**WHAT IS BEING ASKED:** Give again, exactly, every line of the entries below from the one that has "of the roof" to the last.

**DATA FOR THIS EXERCISE:**

::::

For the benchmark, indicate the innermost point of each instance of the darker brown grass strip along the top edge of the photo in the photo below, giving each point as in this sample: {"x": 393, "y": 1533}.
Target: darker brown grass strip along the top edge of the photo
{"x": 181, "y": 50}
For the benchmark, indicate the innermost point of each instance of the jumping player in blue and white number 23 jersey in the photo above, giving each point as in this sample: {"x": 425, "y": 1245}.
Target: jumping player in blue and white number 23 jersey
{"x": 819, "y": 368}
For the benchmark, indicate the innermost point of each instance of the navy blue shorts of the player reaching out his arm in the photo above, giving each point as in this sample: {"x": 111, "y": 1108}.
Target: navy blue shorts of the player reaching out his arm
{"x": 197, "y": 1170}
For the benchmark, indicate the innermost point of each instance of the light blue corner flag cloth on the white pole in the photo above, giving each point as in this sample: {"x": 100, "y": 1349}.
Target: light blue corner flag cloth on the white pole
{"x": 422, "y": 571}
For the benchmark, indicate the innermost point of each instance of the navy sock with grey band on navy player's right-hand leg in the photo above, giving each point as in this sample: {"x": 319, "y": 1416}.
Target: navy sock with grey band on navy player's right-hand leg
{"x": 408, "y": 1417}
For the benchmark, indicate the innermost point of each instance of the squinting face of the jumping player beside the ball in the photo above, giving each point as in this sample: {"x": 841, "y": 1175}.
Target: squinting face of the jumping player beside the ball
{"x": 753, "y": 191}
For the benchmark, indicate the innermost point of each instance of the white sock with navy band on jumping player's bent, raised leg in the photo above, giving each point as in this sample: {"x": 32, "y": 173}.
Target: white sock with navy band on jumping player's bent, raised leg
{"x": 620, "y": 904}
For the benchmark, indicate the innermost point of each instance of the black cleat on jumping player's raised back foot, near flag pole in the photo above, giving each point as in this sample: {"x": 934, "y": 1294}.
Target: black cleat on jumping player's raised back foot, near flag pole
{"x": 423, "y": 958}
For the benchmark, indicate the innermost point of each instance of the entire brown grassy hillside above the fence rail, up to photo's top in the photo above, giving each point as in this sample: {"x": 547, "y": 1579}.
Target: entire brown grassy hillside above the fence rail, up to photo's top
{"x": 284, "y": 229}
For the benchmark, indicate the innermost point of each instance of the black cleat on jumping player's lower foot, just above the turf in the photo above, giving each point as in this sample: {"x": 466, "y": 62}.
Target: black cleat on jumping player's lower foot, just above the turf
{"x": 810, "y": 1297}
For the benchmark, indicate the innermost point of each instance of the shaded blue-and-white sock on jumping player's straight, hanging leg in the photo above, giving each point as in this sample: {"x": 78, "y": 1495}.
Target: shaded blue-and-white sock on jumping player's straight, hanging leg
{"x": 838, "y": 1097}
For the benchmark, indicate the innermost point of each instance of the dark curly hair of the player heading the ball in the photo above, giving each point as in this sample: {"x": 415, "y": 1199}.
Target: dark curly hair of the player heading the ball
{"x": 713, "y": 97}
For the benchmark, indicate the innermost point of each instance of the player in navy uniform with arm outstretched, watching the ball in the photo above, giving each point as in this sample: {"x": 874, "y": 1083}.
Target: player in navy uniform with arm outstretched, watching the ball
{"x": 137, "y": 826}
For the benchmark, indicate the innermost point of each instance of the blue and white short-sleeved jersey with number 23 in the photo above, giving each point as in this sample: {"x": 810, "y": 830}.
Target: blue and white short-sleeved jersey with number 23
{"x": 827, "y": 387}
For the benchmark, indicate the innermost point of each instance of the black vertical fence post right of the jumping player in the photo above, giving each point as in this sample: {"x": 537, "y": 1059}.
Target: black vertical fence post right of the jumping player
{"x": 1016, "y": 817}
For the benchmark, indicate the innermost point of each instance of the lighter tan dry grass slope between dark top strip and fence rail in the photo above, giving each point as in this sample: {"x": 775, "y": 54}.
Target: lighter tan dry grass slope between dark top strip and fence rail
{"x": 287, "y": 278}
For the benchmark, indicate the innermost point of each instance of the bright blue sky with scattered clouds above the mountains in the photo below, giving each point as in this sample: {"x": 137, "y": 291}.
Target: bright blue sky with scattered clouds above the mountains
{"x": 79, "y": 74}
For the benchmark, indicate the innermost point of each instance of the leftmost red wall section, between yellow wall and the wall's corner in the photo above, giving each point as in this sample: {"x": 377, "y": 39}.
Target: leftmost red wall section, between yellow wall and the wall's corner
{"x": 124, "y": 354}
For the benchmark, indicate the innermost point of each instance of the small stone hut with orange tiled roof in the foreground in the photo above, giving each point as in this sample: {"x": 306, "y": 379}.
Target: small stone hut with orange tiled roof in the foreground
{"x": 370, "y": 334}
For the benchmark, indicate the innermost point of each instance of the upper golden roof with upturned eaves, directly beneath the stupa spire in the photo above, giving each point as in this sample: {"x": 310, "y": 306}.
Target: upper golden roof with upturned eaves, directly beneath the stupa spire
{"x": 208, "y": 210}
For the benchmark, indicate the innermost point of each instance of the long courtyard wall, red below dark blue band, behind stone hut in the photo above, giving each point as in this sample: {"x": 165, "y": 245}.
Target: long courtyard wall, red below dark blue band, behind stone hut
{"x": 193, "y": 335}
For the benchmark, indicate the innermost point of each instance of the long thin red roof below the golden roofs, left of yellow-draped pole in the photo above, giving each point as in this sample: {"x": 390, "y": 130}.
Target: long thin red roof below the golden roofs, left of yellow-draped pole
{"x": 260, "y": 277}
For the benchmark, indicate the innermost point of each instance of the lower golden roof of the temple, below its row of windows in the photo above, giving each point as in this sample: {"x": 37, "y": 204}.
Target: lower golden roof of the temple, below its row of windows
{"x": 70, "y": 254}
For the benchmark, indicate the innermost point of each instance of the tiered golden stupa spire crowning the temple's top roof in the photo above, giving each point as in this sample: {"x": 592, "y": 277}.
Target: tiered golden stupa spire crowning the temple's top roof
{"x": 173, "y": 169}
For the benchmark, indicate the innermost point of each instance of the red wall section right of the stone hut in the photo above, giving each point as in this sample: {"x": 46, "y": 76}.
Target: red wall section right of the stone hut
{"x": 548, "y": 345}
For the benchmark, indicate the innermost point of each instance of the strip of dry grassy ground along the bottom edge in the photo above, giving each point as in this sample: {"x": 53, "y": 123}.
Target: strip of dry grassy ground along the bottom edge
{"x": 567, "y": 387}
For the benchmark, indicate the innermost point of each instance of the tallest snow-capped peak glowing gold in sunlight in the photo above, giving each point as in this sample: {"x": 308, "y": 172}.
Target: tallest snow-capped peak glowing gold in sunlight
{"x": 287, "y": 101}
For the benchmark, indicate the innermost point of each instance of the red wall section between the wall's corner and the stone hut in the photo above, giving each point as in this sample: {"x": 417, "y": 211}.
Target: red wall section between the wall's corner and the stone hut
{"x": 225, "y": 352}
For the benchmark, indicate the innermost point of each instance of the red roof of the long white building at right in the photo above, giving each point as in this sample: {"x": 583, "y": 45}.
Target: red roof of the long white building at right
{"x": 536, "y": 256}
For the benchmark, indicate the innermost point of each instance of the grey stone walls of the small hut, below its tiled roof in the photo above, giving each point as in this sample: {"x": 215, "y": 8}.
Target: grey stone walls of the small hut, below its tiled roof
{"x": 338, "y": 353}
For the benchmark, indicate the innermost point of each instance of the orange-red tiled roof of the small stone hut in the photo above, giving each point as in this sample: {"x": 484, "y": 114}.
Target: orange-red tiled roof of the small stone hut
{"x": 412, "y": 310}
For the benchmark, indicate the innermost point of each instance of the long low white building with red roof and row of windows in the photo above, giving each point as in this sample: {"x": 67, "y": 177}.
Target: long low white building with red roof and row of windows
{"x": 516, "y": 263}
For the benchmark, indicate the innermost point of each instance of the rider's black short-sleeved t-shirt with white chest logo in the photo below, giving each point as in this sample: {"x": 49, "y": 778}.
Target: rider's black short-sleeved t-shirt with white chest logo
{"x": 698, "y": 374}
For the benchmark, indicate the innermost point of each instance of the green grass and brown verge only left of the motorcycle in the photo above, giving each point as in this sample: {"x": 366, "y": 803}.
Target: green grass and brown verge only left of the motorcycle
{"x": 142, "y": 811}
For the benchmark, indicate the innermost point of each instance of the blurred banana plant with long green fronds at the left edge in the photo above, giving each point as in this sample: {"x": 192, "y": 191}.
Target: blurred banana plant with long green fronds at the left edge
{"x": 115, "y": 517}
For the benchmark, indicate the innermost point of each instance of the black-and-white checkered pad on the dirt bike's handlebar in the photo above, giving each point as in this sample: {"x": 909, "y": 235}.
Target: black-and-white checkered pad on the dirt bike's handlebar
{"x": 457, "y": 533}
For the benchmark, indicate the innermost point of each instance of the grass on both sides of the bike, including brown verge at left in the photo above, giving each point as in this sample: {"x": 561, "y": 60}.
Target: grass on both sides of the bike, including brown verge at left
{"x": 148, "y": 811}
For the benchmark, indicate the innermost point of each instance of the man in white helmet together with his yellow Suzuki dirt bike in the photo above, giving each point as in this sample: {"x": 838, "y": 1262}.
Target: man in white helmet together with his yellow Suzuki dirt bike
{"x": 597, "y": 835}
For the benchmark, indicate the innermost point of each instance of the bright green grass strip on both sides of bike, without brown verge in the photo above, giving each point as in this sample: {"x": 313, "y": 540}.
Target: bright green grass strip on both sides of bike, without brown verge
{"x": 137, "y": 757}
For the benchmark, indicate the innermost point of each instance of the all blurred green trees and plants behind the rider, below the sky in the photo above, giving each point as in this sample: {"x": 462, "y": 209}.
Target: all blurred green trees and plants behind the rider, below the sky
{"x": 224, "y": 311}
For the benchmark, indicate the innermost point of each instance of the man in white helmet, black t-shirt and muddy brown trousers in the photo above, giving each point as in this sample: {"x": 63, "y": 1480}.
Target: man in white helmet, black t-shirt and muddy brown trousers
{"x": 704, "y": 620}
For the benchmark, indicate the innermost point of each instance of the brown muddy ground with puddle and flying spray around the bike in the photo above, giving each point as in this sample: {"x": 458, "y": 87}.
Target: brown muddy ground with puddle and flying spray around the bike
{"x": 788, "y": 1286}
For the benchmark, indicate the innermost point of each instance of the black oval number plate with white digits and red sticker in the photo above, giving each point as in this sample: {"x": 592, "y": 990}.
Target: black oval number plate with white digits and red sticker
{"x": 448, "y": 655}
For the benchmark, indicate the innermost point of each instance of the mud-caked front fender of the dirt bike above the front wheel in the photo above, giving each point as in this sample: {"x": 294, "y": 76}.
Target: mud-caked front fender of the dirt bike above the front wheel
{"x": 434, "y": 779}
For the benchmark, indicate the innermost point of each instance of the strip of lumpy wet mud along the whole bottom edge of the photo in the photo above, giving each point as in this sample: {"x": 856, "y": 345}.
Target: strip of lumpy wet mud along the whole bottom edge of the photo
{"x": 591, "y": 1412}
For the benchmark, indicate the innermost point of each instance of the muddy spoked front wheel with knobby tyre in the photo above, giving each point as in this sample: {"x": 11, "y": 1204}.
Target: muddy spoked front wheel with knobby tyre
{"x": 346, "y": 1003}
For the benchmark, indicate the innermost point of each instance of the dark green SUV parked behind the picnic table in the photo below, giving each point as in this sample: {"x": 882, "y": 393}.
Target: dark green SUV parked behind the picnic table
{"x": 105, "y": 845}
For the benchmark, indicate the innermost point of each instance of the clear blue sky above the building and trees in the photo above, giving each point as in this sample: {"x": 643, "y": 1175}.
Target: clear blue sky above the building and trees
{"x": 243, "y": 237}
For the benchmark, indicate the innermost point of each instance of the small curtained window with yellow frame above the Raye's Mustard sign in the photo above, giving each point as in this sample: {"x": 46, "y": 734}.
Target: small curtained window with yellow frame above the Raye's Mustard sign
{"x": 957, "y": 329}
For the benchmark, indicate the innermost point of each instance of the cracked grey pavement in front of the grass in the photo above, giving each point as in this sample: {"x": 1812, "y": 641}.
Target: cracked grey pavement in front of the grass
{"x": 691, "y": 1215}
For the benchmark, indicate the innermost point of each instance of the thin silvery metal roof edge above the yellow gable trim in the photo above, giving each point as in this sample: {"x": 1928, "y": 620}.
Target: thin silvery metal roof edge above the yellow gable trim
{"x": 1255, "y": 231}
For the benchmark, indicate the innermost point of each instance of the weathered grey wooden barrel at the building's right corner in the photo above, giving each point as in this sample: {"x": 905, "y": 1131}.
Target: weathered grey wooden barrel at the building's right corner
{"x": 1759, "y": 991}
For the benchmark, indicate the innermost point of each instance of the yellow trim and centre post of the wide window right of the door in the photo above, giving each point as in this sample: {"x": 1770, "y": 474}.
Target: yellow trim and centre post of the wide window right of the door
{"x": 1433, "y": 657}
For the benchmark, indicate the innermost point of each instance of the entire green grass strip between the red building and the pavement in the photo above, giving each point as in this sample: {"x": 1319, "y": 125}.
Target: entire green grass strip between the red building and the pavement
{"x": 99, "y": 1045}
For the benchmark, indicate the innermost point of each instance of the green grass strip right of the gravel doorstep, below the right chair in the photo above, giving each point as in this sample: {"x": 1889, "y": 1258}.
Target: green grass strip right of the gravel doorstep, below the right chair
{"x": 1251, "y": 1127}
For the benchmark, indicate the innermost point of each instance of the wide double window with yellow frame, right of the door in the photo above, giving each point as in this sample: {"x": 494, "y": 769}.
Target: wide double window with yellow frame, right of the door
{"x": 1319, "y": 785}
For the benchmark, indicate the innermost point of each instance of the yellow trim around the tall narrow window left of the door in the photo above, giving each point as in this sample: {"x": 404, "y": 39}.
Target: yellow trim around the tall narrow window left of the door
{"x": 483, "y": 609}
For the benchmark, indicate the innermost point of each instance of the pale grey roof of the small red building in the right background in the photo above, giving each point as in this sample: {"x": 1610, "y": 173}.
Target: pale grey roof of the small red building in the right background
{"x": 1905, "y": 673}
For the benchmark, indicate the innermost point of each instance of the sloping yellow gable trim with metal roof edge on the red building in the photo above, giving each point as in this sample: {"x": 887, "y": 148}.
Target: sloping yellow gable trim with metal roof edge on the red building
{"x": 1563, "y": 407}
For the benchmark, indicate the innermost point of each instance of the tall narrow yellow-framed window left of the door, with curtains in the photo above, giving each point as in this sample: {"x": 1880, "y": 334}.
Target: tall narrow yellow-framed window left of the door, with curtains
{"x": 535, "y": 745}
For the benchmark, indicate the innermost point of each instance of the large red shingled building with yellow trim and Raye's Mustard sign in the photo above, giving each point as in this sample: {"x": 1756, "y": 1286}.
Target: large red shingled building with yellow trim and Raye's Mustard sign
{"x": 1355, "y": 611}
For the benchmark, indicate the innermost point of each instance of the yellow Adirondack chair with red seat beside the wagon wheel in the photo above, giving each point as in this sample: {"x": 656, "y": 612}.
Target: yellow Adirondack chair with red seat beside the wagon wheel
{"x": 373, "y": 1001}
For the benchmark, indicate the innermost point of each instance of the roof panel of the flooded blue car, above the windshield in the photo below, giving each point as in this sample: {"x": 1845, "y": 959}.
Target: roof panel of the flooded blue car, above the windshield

::::

**EXERCISE SOLUTION:**
For the benchmark, indicate the innermost point of each instance of the roof panel of the flooded blue car, above the windshield in the photo below, giving each point as in this sample: {"x": 1845, "y": 959}.
Target: roof panel of the flooded blue car, above the windshield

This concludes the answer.